→ **What is needed**:
Locate the line that contains "of the spiral". Print it and each following line through the end of the listing, verbatim, and nothing more.

→ **Given records**:
===============

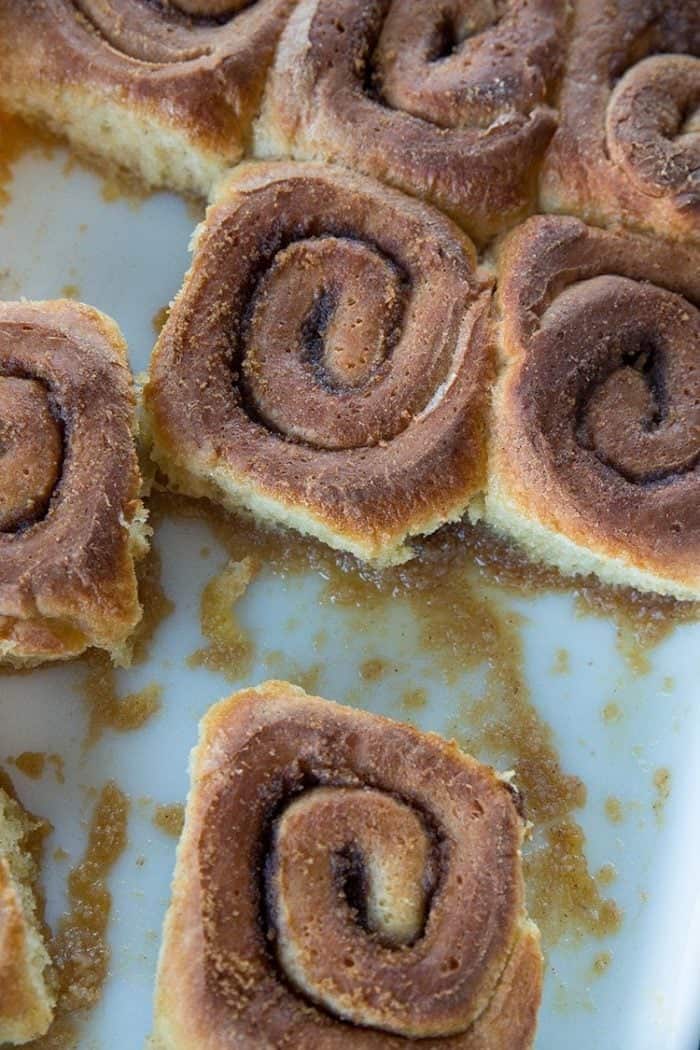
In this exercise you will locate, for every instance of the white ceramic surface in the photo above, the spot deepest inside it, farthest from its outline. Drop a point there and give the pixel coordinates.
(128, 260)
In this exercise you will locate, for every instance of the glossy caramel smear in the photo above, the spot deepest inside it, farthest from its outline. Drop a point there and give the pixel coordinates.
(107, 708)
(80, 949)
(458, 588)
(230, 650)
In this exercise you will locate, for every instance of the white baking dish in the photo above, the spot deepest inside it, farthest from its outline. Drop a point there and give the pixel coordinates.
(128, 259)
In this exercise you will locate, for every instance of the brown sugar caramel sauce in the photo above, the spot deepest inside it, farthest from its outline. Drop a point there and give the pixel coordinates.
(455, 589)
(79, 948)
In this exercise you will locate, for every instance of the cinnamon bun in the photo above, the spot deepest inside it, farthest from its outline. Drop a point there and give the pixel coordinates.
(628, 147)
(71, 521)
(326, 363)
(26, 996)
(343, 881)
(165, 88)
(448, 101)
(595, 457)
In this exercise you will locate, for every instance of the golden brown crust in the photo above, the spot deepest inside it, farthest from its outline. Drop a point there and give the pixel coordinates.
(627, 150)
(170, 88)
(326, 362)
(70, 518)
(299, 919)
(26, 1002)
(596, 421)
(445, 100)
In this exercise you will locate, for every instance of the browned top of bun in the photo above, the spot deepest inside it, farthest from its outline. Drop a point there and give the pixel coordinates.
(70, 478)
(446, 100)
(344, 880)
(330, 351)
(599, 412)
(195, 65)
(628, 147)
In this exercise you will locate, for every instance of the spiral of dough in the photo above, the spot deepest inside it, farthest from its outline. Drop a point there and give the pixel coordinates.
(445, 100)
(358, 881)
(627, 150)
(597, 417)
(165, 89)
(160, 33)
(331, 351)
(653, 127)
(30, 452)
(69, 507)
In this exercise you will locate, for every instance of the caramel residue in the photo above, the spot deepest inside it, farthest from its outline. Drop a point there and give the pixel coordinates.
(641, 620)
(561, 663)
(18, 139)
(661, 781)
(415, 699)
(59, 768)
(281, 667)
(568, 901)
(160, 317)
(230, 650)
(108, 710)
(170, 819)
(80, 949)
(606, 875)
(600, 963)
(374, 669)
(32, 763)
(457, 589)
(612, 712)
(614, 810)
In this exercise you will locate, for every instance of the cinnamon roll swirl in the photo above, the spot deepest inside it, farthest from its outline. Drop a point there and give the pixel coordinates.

===============

→ **The response**:
In this exercise you will locate, for every instance of the spiral of dough in the photo above, the spot deepest inside it, farthest from its outline. Drop a point there and give the pixel coordinates.
(445, 100)
(358, 881)
(627, 150)
(597, 417)
(165, 89)
(160, 33)
(331, 351)
(653, 127)
(30, 452)
(69, 507)
In this exercise you will locate, for every instance of the caramel residue in the photo above, the spot deepest inside it, farthest from its outline. Drop a point there and give the pixel coordinates.
(641, 620)
(561, 663)
(18, 139)
(661, 781)
(415, 699)
(59, 768)
(281, 667)
(568, 901)
(160, 317)
(230, 650)
(108, 710)
(170, 819)
(80, 949)
(606, 875)
(600, 963)
(374, 669)
(32, 763)
(457, 589)
(612, 712)
(614, 810)
In this exercise you will locate, for every instance of the cinnamon roll swirl in the photo above, the spot deepest inside it, farthest from its outline. Drop a point there and give the pixel coordinates.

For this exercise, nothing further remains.